__WHAT IS NEEDED__. Render the entries below as a two-column CSV with the headers request and boxes. Each row should hold one entry, with its request text and its full answer each in a single quoted field and any line breaks replaced by spaces.

***** WORKING DATA *****

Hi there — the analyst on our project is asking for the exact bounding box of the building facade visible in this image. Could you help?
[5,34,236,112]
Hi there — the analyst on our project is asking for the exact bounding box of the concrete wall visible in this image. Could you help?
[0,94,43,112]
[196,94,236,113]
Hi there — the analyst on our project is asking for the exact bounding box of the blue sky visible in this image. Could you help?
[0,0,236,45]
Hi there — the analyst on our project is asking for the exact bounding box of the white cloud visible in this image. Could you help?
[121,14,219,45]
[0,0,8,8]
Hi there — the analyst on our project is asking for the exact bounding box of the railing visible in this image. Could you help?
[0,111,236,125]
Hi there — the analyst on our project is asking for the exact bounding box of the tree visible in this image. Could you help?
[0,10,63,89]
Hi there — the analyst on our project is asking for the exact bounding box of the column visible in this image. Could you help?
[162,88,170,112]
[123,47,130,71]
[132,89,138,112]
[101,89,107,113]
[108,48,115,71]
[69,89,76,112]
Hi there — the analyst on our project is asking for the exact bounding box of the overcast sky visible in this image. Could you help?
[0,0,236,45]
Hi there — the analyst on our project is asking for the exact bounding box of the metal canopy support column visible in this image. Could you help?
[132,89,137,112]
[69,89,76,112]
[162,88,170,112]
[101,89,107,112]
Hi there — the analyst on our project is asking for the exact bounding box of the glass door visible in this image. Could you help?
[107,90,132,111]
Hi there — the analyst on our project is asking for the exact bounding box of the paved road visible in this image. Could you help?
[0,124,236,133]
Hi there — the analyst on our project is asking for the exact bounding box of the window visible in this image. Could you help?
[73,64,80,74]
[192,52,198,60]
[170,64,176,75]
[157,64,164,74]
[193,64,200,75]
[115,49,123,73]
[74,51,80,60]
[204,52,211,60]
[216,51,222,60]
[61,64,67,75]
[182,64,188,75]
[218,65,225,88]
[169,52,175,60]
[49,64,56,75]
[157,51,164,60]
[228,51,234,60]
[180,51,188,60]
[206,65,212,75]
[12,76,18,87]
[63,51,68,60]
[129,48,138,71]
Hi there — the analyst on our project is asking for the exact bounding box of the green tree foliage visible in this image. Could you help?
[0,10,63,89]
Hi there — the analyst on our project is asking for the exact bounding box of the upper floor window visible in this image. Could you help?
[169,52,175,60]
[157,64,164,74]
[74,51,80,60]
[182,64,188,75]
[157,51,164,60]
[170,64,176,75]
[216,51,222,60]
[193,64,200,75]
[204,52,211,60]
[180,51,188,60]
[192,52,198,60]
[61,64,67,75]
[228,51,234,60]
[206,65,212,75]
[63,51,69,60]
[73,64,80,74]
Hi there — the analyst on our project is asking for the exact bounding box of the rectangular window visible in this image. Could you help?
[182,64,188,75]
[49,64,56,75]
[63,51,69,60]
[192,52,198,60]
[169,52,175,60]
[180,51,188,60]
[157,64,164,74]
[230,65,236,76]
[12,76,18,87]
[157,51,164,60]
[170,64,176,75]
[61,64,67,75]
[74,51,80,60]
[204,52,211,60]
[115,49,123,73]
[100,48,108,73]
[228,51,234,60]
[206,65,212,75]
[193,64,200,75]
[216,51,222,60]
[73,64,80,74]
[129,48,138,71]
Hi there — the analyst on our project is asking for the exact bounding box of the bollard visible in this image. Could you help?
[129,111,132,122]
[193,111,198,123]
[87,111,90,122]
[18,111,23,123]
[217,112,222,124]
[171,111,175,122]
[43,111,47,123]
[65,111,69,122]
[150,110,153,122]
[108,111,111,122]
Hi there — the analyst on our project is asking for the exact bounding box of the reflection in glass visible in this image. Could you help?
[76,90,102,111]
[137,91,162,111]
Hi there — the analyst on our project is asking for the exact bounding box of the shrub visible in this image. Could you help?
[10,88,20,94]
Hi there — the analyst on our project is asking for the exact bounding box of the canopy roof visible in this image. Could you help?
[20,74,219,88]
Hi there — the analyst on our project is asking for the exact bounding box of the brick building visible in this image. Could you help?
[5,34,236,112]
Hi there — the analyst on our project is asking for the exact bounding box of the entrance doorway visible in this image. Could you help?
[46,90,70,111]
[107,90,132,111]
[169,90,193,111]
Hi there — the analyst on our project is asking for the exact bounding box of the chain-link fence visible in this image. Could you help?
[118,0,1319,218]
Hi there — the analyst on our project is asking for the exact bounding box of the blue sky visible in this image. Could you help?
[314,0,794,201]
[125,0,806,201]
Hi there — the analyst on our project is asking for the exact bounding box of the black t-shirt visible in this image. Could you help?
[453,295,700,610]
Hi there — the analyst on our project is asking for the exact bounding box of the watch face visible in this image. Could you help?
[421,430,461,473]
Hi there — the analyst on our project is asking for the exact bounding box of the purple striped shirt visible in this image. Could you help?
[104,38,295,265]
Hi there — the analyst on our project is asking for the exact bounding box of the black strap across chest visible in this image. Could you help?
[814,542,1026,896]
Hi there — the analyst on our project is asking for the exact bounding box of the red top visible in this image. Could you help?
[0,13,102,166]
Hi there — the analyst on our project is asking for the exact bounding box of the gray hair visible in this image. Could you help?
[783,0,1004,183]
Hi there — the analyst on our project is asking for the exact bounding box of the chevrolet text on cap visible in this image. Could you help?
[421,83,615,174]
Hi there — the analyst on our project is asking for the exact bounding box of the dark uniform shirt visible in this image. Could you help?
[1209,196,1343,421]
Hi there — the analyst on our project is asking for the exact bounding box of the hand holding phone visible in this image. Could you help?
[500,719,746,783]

*****

__WRITTEN RESPONSE__.
request,boxes
"Hi there — the analyst on our project is asking for the exact bounding box of the building facade visible in this image. Could you help?","[5,34,236,112]"
"Hi there — the analyst on our project is asking for the exact bounding box of the concrete wall visible in this image. Could you help?","[0,94,43,112] [196,94,236,113]"
"Hi there — the analyst on our project is asking for the exact bounding box of the blue sky visible in this image. Could you help?","[0,0,236,45]"
"Hi there — the analyst on our project is asking for the exact bounding box of the white cloud visible in this image. Could you help?","[121,14,219,45] [0,0,8,8]"
"Hi there — the analyst on our project is asking for the exact bounding box of the railing visible in this image. Could you help?","[0,111,236,125]"
"Hi there — the analyst on our project is asking for the exact bounding box of the tree visible in this image. Could you help?","[0,10,63,89]"
"Hi there — the analyst on our project is asking for the exact bounding box of the column visible in this image. Could you help?","[162,88,170,112] [123,47,130,71] [132,89,138,112] [101,89,107,113] [108,48,115,71] [69,89,76,112]"
"Hi there — the analyst on our project is asking for the exact bounding box of the overcast sky visible in this image. Could you help?","[0,0,236,45]"
"Hi there — the analyst on our project is asking for the exact bounding box of the metal canopy support column visible in this image. Could you help?","[132,89,137,112] [69,89,76,112] [162,88,170,112] [101,89,107,112]"
"Hi there — the analyst on our project is asking for the exact bounding box of the glass door visible in this image. Could you help?","[107,90,132,111]"
"Hi there — the analyst on our project is asking for the exact bounding box of the paved road visible in this image. Could you help?","[0,124,236,133]"
"Hi there — the analyst on our project is asking for the exact bounding box of the window visible in this image. Could you help?","[73,64,80,74] [192,52,198,60] [170,64,176,75] [157,64,164,74] [193,64,200,75] [115,49,123,73] [74,51,80,60] [204,52,211,60] [216,51,222,60] [61,64,67,75] [182,64,188,75] [218,65,225,88] [169,52,175,60] [49,64,56,75] [157,51,164,60] [228,51,234,60] [180,51,188,60] [206,65,212,75] [12,76,18,87] [63,51,68,60] [129,48,138,71]"
"Hi there — the analyst on our project is asking for the exact bounding box of the green tree foliage visible in this image. Could you help?","[0,10,63,89]"
"Hi there — the analyst on our project is asking for the exact bounding box of the upper floor window visible in this image. Could you help?","[169,52,175,60] [157,64,164,74] [74,51,80,60] [182,64,188,75] [157,51,164,60] [170,64,176,75] [216,51,222,60] [193,64,200,75] [204,52,211,60] [180,51,188,60] [192,52,198,60] [61,64,67,75] [228,51,234,60] [206,65,212,75] [63,51,69,60] [73,64,80,74]"
"Hi there — the analyst on our project is asking for the exact bounding box of the rectangular window visible in this image. Could you help?","[182,64,188,75] [49,64,56,75] [63,51,69,60] [192,52,198,60] [169,52,175,60] [180,51,188,60] [157,64,164,74] [230,65,236,76] [12,76,18,87] [157,51,164,60] [170,64,176,75] [61,64,67,75] [74,51,80,60] [204,52,211,60] [115,49,123,73] [100,48,108,73] [228,51,234,60] [206,65,212,75] [193,64,200,75] [216,51,222,60] [73,64,80,74] [129,48,138,71]"
"Hi there — the analyst on our project is asking for the exact bounding box of the bollard visible in this image. Could you help?","[129,111,132,122] [193,111,198,123] [87,111,90,122] [18,111,23,123] [217,112,222,124] [171,111,175,122] [43,111,47,123] [65,111,69,122] [150,110,153,122] [108,111,111,122]"
"Hi there — the analyst on our project is asking for the exact bounding box of the reflection in glass visible in this image. Could you help?","[76,90,102,111] [137,91,162,111]"
"Hi there — the analyst on our project is asking for the exact bounding box of the shrub visible in this image. Could you help?","[10,88,20,94]"
"Hi there — the analyst on our project is asking for the exact bounding box of the canopy roof visible in this image. Could you help?","[20,74,219,88]"
"Hi there — the analyst on our project is asking for the exact bounding box of the brick building visible in this image. Could you help?","[5,34,236,112]"
"Hi there — the analyst on our project is asking for the exact bounding box of the entrance doorway visible in this image. Could you help?","[46,90,70,111] [107,90,132,111] [169,90,193,111]"
"Hi there — the analyst on our project is asking for the exact bounding box of the chain-link fence visible in this image. Could you help?","[118,0,1319,218]"
"Hi there — the analyst on our project is asking for the exact bounding box of the blue sky visible in this image. Could you help?","[314,0,794,201] [125,0,806,201]"
"Hi there — the analyst on our project is asking for the exact bounding box of the black t-shirt visible in this image. Could you help?","[453,295,700,610]"
"Hi there — the analyst on our project is asking for the exact bounding box of the watch face visible in this image. Could you help?","[421,430,461,473]"
"Hi there — the analyst on our project is asking for the exact bounding box of the purple striped shirt visible in this image. Could you help?","[104,38,295,265]"
"Hi there — the analyst on our project is asking for the exact bounding box of the black strap across chest visible in this image. Could you help?","[814,542,1026,896]"
"Hi there — the analyst on our project is asking for the exact bounding box of the red top visible in this image. Could you help?","[0,13,102,166]"
"Hi there — the analyst on our project is asking for the exact bounding box of the gray hair visible in this image. Could you help?","[783,0,1004,183]"
"Hi there — the analyst on our project is asking for the exact bounding box of the chevrolet text on cap visible in this image. Could you help?","[421,83,615,174]"
"Hi there — the analyst on our project is asking for the exact bounding box of the dark uniform shirt visible in this image. Could you help?","[1209,196,1343,421]"
"Hi there — the analyst on our project is asking for the exact bounding box of the hand holding phone visible in this image. Could you help?","[500,719,746,783]"